Shuffling with constraints

Purpose of the vignette

This example demonstrates that by using customized shuffling functions, it is possible to restrain the design optimization to only score sample arrangements that fit the given constraints.

Key idea is that every reshuffling produces a ‘valid’ sample permutation that is not violating those constraints, even if the suggested solution may be quite bad. During optimization, we pick the best design solution from the possible ones by appropriate scoring.

The user is free to implement custom shuffling functions and pass those to the optimizer. However, some knowledge is required regarding the internal workings of the optimization and batch container setup. Therefore the package provides a little generic constructor for customized shufflings shuffle_grouped_data in which certain types of constraints that relate to grouped samples may be specified by the passed parameters.

The design problem

Samples and treatments

We refer to a simplified version of the in vivo example which is examined deeper in a dedicated vignette.

data("invivo_study_samples")

invivo_study_samples <- dplyr::mutate(invivo_study_samples,
  Litter_combine_females = ifelse(Sex == "F", "female_all", Litter)
)
str(invivo_study_samples)
#> 'data.frame':    59 obs. of  9 variables:
#>  $ AnimalID              : chr  "F1" "F2" "F3" "F4" ...
#>  $ Strain                : chr  "Strain B" "Strain B" "Strain B" "Strain B" ...
#>  $ Sex                   : chr  "F" "F" "F" "F" ...
#>  $ BirthDate             : Date, format: "2021-05-24" "2021-03-01" ...
#>  $ Earmark               : chr  "R" "2L" "2L1R" "L" ...
#>  $ ArrivalWeight         : num  19.4 26.5 20.8 22.1 22.9 ...
#>  $ Arrival.weight.Unit   : chr  "g" "g" "g" "g" ...
#>  $ Litter                : chr  "Litter 1" "Litter 2" "Litter 2" "Litter 2" ...
#>  $ Litter_combine_females: chr  "female_all" "female_all" "female_all" "female_all" ...

invivo_study_samples |>
  dplyr::count(Strain, Sex, Litter_combine_females) |>
  gt::gt()
Strain Sex Litter_combine_females n
Strain A F female_all 7
Strain A M Litter 10 3
Strain A M Litter 11 4
Strain A M Litter 12 5
Strain A M Litter 13 4
Strain A M Litter 14 6
Strain B F female_all 7
Strain B M Litter 1 3
Strain B M Litter 3 5
Strain B M Litter 4 4
Strain B M Litter 5 4
Strain B M Litter 6 4
Strain B M Litter 7 3

We will use the litter as a factor to form cages in our design. However, in order to indicate the compatibility of female animals (see in vivo study vignette), a pseudo-litter female_all is created here to group all the females together, marking them as interchangeable for the subgroup (i.e. cage) allocation.

• Records supplied
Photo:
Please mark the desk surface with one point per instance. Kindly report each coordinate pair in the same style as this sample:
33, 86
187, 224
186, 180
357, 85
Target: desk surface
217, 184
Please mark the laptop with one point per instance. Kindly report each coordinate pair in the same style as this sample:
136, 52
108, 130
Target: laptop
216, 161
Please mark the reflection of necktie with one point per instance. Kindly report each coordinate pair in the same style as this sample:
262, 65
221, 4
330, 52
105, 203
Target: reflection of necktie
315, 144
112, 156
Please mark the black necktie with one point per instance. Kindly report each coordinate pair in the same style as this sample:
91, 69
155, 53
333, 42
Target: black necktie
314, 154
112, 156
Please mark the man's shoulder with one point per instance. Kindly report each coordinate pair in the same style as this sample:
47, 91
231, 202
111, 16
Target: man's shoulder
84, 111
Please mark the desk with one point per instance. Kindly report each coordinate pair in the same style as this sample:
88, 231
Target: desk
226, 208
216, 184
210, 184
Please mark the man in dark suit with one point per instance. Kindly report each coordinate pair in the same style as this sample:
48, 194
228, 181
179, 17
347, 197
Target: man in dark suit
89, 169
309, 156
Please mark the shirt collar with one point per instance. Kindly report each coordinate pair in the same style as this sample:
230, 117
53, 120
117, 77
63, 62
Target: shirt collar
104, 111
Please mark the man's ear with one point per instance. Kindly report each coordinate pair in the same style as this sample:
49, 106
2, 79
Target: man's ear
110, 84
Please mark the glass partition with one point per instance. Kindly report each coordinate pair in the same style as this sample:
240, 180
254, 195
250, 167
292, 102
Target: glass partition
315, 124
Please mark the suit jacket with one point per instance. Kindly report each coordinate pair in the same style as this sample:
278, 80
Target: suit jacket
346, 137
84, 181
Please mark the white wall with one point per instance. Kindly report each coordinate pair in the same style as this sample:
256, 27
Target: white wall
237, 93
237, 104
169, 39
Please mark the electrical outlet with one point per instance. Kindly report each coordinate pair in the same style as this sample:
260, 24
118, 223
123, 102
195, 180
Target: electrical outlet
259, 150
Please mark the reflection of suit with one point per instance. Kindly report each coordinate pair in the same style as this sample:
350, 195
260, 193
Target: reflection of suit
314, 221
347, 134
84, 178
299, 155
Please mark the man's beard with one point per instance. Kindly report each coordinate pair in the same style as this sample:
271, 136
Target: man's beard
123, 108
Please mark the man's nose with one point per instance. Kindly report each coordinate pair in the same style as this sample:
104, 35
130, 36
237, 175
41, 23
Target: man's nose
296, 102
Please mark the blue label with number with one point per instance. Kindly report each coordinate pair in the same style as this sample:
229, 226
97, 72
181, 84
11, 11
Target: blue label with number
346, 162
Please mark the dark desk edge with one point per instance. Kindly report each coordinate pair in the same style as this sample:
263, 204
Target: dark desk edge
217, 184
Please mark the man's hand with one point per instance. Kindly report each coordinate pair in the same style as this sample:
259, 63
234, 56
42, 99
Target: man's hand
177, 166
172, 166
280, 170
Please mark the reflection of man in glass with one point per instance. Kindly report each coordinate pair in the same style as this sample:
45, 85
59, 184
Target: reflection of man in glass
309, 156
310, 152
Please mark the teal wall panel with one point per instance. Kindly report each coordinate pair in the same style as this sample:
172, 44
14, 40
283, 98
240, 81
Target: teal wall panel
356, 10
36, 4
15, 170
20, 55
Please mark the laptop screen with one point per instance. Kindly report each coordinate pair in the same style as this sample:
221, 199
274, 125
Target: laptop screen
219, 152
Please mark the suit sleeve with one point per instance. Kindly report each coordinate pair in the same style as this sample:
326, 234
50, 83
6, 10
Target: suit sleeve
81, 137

• Set exercise
In the `str()` output of the shuffling-with-constraints page above, list every variable whose type is shown as `chr`.

• Written response
AnimalID, Strain, Sex, Earmark, Arrival.weight.Unit, Litter, Litter_combine_females